Material supplied:

++++

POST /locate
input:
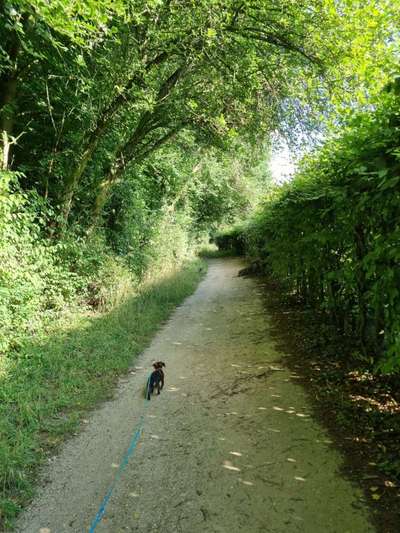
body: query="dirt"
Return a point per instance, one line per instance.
(229, 446)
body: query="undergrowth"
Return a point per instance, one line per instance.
(52, 381)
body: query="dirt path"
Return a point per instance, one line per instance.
(228, 447)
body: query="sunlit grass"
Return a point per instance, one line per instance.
(52, 382)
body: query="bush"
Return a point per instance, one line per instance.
(332, 237)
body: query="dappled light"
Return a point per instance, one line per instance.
(244, 154)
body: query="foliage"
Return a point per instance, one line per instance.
(47, 389)
(332, 237)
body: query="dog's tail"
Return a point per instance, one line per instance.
(147, 390)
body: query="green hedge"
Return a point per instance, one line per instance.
(332, 235)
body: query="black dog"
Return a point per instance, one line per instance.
(156, 379)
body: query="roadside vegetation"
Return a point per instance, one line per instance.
(130, 132)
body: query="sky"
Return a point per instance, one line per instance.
(281, 164)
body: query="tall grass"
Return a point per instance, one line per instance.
(48, 386)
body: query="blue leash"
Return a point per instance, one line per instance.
(132, 446)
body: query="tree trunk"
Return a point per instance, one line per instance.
(93, 138)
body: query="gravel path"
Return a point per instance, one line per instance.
(228, 447)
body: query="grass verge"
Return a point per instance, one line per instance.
(48, 387)
(360, 410)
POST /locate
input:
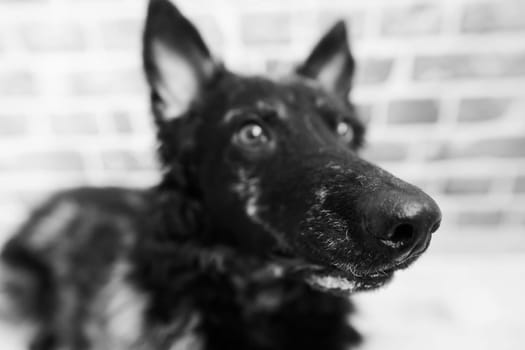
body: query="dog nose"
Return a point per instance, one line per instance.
(403, 222)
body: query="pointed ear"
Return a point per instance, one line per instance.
(177, 63)
(331, 62)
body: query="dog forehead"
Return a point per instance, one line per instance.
(282, 96)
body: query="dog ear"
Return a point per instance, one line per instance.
(177, 62)
(331, 62)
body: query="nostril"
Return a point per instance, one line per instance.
(400, 235)
(435, 227)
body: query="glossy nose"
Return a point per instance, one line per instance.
(403, 222)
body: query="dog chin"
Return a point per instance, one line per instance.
(339, 283)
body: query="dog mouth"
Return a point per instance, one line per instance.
(335, 278)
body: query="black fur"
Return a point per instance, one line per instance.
(265, 221)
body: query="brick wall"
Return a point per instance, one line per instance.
(441, 84)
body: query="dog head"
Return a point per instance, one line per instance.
(275, 162)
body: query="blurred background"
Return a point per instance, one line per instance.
(440, 83)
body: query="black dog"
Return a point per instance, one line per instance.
(264, 223)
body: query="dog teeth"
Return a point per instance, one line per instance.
(331, 282)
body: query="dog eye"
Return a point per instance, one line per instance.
(251, 135)
(344, 130)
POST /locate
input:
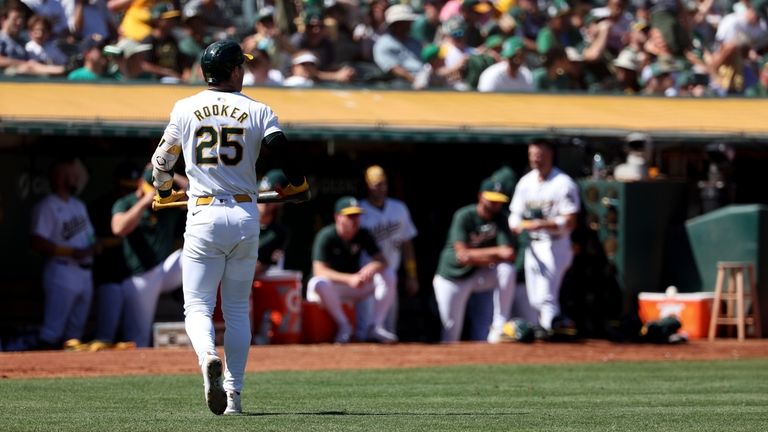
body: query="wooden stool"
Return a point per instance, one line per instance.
(735, 311)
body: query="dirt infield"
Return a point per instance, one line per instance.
(361, 356)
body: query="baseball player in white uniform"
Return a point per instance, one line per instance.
(545, 204)
(220, 132)
(62, 231)
(389, 221)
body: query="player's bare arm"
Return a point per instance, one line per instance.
(319, 268)
(126, 222)
(283, 152)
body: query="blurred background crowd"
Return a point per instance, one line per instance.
(655, 47)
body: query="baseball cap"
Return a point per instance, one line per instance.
(347, 206)
(627, 60)
(399, 12)
(494, 41)
(558, 8)
(306, 57)
(272, 179)
(511, 46)
(93, 41)
(493, 190)
(455, 26)
(375, 175)
(165, 10)
(127, 48)
(267, 11)
(429, 52)
(478, 6)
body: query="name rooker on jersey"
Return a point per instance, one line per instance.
(222, 111)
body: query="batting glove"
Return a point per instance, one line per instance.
(173, 197)
(292, 191)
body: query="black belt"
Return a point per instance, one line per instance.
(208, 199)
(81, 265)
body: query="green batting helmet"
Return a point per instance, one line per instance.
(220, 59)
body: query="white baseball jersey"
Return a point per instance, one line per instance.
(390, 226)
(556, 196)
(63, 223)
(220, 134)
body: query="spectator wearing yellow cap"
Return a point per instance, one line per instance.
(478, 257)
(396, 53)
(510, 74)
(338, 276)
(389, 221)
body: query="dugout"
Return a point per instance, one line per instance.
(343, 131)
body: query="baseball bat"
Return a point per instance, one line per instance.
(265, 197)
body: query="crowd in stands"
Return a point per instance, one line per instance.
(653, 47)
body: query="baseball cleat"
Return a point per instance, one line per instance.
(495, 334)
(381, 335)
(215, 395)
(233, 403)
(344, 334)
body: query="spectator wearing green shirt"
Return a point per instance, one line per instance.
(94, 61)
(150, 252)
(338, 276)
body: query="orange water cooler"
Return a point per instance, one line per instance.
(693, 310)
(276, 308)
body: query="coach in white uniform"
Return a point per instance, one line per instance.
(389, 221)
(62, 231)
(220, 132)
(545, 204)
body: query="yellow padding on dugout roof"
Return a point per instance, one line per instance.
(383, 109)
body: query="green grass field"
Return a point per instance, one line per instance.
(670, 396)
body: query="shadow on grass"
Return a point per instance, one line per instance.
(365, 414)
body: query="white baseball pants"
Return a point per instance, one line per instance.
(221, 245)
(452, 295)
(545, 265)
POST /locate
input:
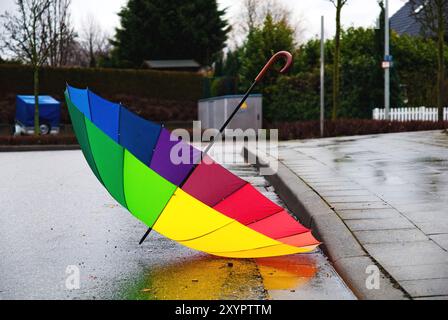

++++

Written instruction:
Report how many lines of the data above contain the string "white", treating uppercase and lowercase letters as distinct. Give only the number.

Task response:
4